-- Short task --
From the line containing "For the benchmark, provide one point per instance of the hedge" through the last line of the data, return those lines exactly as written and nothing more.

-- Records to process --

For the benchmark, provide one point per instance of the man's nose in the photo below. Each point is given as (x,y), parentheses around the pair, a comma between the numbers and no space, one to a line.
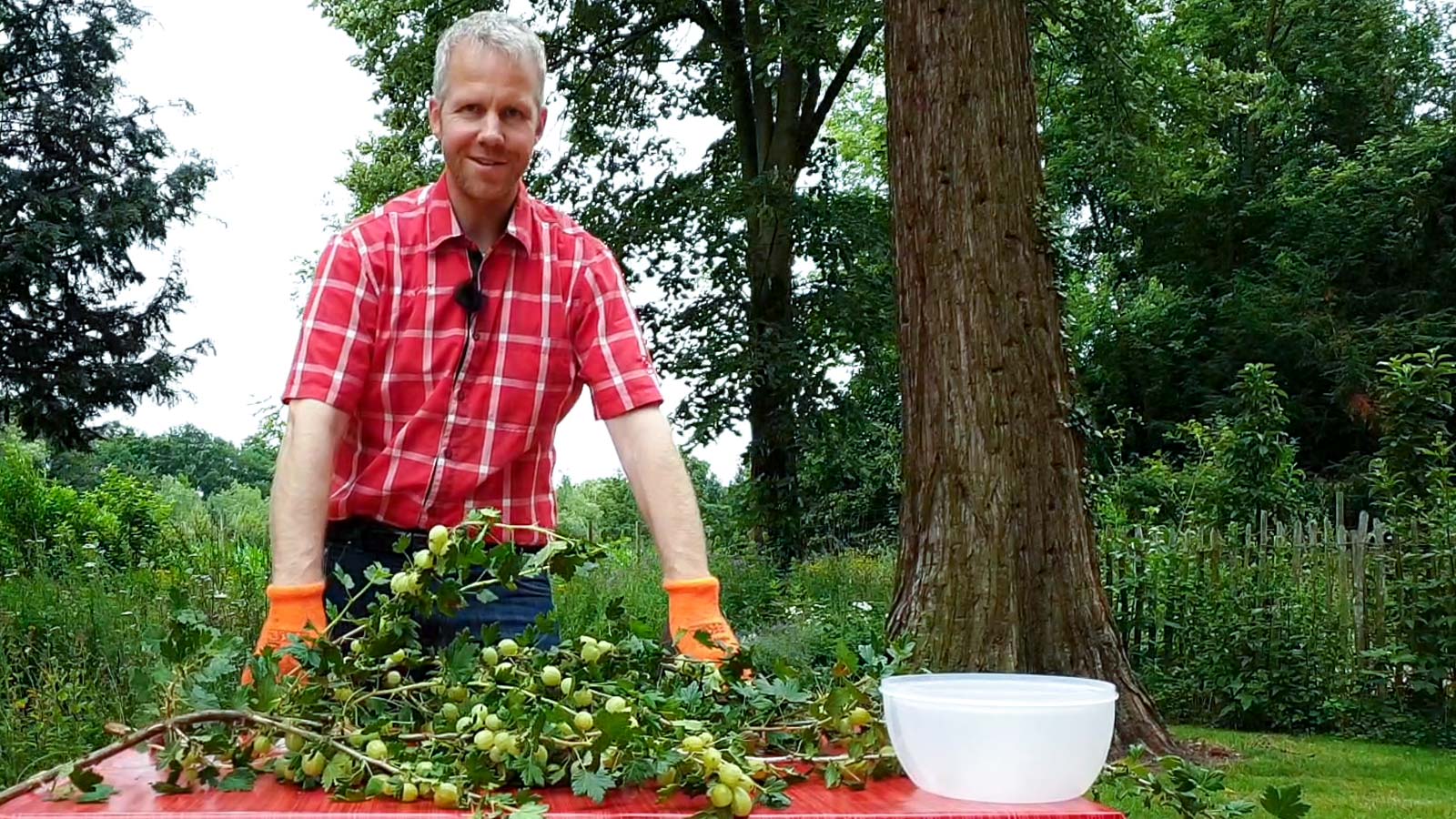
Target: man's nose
(490,131)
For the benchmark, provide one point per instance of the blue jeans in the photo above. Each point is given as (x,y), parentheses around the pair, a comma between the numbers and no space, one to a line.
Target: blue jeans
(357,544)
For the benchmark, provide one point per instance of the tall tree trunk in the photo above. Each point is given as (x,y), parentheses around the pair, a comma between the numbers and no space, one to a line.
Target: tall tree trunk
(775,366)
(997,562)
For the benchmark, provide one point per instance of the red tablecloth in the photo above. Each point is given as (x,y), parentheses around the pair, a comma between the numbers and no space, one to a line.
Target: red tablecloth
(133,773)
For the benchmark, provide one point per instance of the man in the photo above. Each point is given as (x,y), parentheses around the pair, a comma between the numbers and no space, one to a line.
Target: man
(444,339)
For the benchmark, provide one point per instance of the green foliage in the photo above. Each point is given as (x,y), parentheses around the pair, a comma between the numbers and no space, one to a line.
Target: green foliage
(204,460)
(1190,790)
(1411,474)
(480,717)
(1242,181)
(1341,778)
(51,528)
(1285,629)
(753,331)
(1230,470)
(82,184)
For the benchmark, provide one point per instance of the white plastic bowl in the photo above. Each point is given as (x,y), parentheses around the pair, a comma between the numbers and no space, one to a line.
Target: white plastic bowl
(1001,738)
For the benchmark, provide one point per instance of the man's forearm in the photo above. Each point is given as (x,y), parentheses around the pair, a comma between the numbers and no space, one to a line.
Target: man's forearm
(300,493)
(662,491)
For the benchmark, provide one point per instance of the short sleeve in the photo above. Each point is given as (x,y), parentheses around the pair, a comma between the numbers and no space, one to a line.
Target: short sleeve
(612,351)
(335,344)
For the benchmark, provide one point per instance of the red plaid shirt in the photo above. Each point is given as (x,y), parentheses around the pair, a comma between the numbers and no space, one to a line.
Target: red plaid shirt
(448,411)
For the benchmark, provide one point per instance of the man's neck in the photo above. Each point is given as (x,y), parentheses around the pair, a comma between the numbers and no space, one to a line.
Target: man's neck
(482,222)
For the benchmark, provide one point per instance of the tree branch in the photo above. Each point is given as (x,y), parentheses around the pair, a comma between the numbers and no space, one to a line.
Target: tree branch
(735,62)
(762,98)
(856,51)
(710,24)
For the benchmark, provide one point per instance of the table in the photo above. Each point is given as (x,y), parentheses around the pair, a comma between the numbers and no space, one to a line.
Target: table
(133,773)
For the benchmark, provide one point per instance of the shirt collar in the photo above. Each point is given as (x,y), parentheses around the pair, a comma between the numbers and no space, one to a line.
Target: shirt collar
(441,223)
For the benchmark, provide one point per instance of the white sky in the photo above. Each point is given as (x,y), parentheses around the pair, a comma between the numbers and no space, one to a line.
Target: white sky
(276,106)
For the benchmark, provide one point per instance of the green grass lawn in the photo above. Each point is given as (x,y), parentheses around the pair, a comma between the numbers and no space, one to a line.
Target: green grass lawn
(1343,778)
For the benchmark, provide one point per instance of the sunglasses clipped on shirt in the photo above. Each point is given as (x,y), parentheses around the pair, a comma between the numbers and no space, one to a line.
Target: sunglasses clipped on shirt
(470,295)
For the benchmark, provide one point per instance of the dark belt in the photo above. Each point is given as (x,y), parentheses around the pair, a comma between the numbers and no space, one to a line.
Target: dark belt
(379,538)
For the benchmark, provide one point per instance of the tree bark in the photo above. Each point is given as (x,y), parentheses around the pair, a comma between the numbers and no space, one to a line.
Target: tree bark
(997,562)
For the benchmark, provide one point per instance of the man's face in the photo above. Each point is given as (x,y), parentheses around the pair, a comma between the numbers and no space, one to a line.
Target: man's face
(487,121)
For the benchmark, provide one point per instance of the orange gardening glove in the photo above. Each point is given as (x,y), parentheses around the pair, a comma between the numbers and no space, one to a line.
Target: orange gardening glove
(293,610)
(692,606)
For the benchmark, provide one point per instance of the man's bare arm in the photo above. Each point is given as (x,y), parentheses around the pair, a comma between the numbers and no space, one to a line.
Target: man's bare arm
(300,491)
(662,490)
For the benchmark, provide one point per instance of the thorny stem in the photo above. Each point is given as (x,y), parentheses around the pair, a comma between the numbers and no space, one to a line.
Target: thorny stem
(175,724)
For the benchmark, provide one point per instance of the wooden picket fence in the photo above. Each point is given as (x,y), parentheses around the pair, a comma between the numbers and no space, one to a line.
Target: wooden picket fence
(1354,581)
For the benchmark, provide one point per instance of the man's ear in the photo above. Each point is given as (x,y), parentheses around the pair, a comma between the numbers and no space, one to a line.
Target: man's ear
(434,116)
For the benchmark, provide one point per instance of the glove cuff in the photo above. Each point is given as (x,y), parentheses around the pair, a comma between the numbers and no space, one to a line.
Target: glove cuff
(295,593)
(692,602)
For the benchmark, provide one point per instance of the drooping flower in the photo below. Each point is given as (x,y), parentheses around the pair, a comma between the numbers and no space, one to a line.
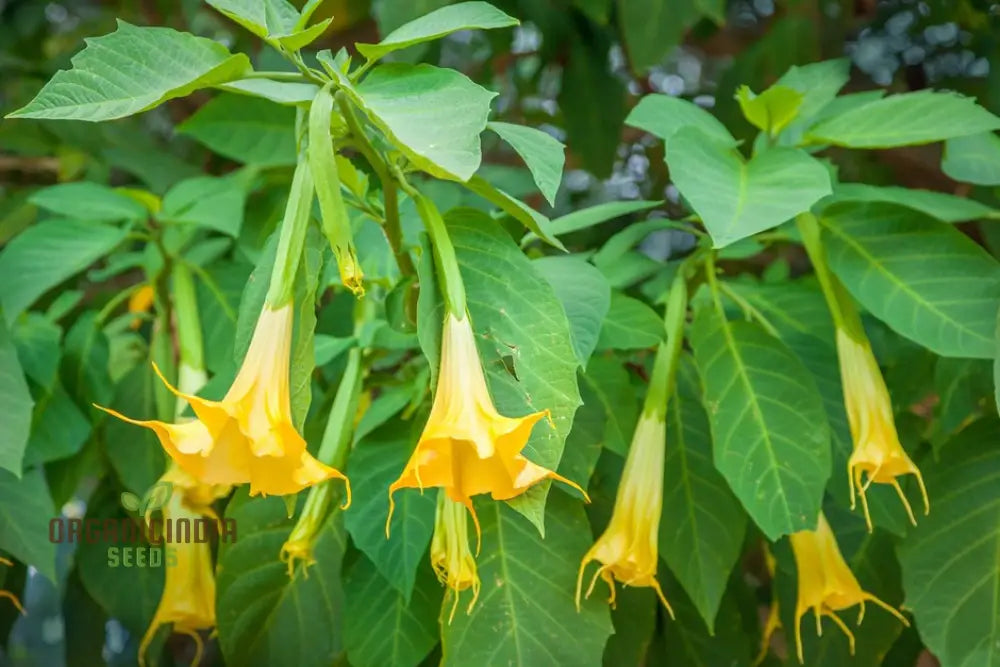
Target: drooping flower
(7,594)
(826,583)
(140,302)
(451,557)
(188,600)
(878,455)
(467,447)
(248,436)
(627,550)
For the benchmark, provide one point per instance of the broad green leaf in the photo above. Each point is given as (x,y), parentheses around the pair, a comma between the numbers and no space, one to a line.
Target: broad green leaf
(246,129)
(544,155)
(770,436)
(771,111)
(433,115)
(134,452)
(15,405)
(630,325)
(701,531)
(48,253)
(653,28)
(592,100)
(25,511)
(974,159)
(595,215)
(206,201)
(375,612)
(266,617)
(663,116)
(131,70)
(93,200)
(926,280)
(437,24)
(940,205)
(736,198)
(920,117)
(525,340)
(281,92)
(128,594)
(376,462)
(585,296)
(870,558)
(525,614)
(799,313)
(536,222)
(949,560)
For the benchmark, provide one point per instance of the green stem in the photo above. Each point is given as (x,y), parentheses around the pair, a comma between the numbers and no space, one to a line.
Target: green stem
(188,320)
(842,308)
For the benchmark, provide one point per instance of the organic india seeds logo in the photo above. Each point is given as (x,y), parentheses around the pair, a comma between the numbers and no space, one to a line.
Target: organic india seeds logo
(144,540)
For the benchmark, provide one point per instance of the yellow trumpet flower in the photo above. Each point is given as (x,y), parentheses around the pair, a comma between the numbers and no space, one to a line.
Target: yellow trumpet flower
(627,550)
(826,583)
(188,600)
(451,557)
(877,452)
(248,436)
(7,594)
(467,447)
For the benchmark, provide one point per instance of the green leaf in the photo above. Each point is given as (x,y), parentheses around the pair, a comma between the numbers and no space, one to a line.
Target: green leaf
(433,115)
(595,215)
(926,280)
(134,452)
(630,325)
(246,129)
(663,116)
(25,511)
(525,614)
(266,617)
(544,155)
(131,70)
(519,321)
(374,464)
(653,28)
(437,24)
(772,110)
(48,253)
(374,611)
(701,533)
(949,559)
(770,435)
(527,216)
(585,296)
(914,118)
(940,205)
(870,558)
(206,201)
(973,159)
(15,405)
(281,92)
(799,313)
(736,198)
(276,21)
(97,202)
(592,99)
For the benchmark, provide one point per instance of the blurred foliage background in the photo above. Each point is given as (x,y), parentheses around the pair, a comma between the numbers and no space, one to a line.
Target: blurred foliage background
(573,68)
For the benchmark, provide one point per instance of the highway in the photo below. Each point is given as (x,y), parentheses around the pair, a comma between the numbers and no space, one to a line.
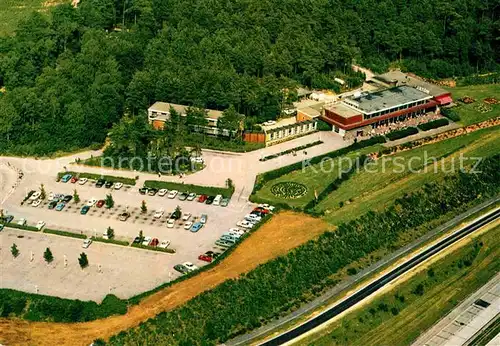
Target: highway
(376,285)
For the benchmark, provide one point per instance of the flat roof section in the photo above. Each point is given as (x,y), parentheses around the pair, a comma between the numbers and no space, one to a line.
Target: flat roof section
(388,98)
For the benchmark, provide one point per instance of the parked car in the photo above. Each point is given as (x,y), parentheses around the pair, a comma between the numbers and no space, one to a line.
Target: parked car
(124,216)
(159,213)
(35,195)
(196,227)
(172,194)
(190,266)
(164,244)
(40,224)
(244,224)
(217,200)
(91,202)
(181,268)
(146,241)
(65,178)
(85,209)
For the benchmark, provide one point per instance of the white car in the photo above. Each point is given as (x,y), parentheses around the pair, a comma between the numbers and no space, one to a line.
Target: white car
(190,266)
(82,181)
(146,241)
(35,195)
(172,194)
(91,202)
(164,244)
(244,224)
(159,214)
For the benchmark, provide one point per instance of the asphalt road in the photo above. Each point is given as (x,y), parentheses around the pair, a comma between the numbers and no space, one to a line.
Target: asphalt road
(376,285)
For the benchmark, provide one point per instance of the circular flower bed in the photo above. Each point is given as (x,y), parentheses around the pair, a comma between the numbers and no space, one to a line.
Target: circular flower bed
(289,189)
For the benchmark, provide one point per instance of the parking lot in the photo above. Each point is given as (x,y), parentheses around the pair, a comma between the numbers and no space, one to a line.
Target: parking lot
(143,270)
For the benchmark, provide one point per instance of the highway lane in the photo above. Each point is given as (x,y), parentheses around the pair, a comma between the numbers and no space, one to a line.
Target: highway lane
(376,285)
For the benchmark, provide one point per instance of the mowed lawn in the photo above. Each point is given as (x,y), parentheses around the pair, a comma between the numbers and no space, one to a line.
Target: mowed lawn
(380,186)
(315,178)
(401,314)
(469,114)
(12,11)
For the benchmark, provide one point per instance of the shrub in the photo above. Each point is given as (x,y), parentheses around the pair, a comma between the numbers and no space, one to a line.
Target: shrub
(433,124)
(394,135)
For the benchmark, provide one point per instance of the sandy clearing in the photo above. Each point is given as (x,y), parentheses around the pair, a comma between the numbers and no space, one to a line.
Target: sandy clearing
(282,233)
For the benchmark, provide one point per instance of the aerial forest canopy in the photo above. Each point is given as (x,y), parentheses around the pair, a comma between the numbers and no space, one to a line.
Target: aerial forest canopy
(69,75)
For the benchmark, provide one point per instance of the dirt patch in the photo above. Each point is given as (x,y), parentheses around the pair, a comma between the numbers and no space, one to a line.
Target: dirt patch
(282,233)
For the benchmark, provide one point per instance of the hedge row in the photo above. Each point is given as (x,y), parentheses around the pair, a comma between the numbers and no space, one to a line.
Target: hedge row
(394,135)
(262,179)
(64,233)
(36,307)
(282,285)
(92,176)
(433,124)
(302,147)
(199,190)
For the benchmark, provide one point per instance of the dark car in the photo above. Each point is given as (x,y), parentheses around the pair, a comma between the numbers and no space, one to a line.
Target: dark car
(181,268)
(85,210)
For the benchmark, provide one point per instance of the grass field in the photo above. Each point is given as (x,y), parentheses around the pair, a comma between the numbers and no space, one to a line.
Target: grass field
(468,113)
(12,11)
(373,191)
(400,315)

-- Answer to this exercise --
For the benchmark, provide one point per instance of the hedge row in the photo above. Each point is given as (x,y), parentheses around the pair, a comma between the numbers and no space, one to a line.
Target: hedge row
(394,135)
(262,179)
(64,233)
(36,307)
(282,285)
(92,176)
(433,124)
(302,147)
(199,190)
For the benchmark, provide one point per instance of the dark car in the photo above. Each point is given as (x,y), parentheses around the pair, a comma between the numbers and no space, one to a line.
Target: dark car
(181,268)
(85,210)
For the benchmark, provide one point per instance of the grass field in the photo above. Each point is given as (x,y), parentheses around the pair, a comma between the numbers and no space, one to a line.
Target: grass field
(468,113)
(12,11)
(373,191)
(400,315)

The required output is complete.